--- Problems to solve ---
1 – In the face book nightmare post, what is the woman's right cheek glued to?
2 – Retype the face book nightmare post from "Monday, August 15, 2011" up to and including "tubes, and sinks.".

--- Text section ---
● ● ● ● ● ● ●
Monday, August 15, 2011

face book nightmare

The following is not a nightmare about facebook, but a nightmare involving a face and a book.

Setting: Library/laboratory/hospital. There are bookshelves and study desks, but also flasks, test tubes, and sinks.

I'm sitting at a table with four people just chatting. Nearby, a woman is standing near a bookshelf and flipping through its books, looking for something.

Suddenly the woman at the bookshelf becomes motionless. Her back is turned towards us and she is still facing the bookshelf, but she is frozen.

"Hey, are you okay?" I yell. Upon further inspection I discover that she is leaning forward slightly, her face turned to the side and stuck to one of the books. Her right cheek had literally been glued to the cover of one of the books on the shelf. She does not respond. She needs immediate medical attention. The first step would be to get that book off the shelf. But who is up for the task? Moving the book from its current position could potentially REVEAL SOME EXTREMELY GROSS THINGS. The girls who were sitting at my table take notice of the situation and gather around the bookshelf in curiosity. Alas, I realize that I am the only man nearby; gender stereotypes kick in and I know I have to be the one that moves the book from the bookshelf.
● ● ● ● ● ● ●
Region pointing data

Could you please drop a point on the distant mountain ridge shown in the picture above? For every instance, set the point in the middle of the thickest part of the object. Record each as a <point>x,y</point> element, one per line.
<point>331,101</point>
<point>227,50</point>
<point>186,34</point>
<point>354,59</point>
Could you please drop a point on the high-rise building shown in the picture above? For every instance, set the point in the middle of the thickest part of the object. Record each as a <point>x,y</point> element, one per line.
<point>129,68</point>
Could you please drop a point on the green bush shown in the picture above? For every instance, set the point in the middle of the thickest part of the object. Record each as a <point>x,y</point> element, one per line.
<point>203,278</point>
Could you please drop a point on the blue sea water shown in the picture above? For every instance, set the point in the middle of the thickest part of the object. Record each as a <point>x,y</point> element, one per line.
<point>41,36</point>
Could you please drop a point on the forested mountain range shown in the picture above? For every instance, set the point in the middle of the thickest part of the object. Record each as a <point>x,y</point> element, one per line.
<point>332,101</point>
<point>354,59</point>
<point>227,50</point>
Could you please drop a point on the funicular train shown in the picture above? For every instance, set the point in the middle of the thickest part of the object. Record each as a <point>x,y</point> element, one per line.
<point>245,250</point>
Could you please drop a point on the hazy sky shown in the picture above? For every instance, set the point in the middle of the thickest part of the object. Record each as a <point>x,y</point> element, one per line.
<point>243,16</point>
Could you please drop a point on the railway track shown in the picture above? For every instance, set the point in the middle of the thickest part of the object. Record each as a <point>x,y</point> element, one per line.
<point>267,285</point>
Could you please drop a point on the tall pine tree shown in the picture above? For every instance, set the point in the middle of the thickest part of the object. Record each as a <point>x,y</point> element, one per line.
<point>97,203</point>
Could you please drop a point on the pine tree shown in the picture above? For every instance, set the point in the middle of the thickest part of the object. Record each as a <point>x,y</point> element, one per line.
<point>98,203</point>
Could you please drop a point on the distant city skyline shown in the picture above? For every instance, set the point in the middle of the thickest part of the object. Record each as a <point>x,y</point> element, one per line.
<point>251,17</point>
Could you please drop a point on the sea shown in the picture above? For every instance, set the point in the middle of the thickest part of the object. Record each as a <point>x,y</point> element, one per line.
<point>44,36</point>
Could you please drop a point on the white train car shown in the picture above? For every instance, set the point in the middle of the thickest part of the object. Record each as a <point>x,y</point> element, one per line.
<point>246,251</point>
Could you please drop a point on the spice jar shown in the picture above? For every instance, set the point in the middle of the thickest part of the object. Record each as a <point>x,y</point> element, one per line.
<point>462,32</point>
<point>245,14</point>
● ● ● ● ● ● ●
--- Expected outputs ---
1 – The cover of one of the books on the shelf.

2 –
Monday, August 15, 2011

face book nightmare

The following is not a nightmare about facebook, but a nightmare involving a face and a book.

Setting: Library/laboratory/hospital. There are bookshelves and study desks, but also flasks, test tubes, and sinks.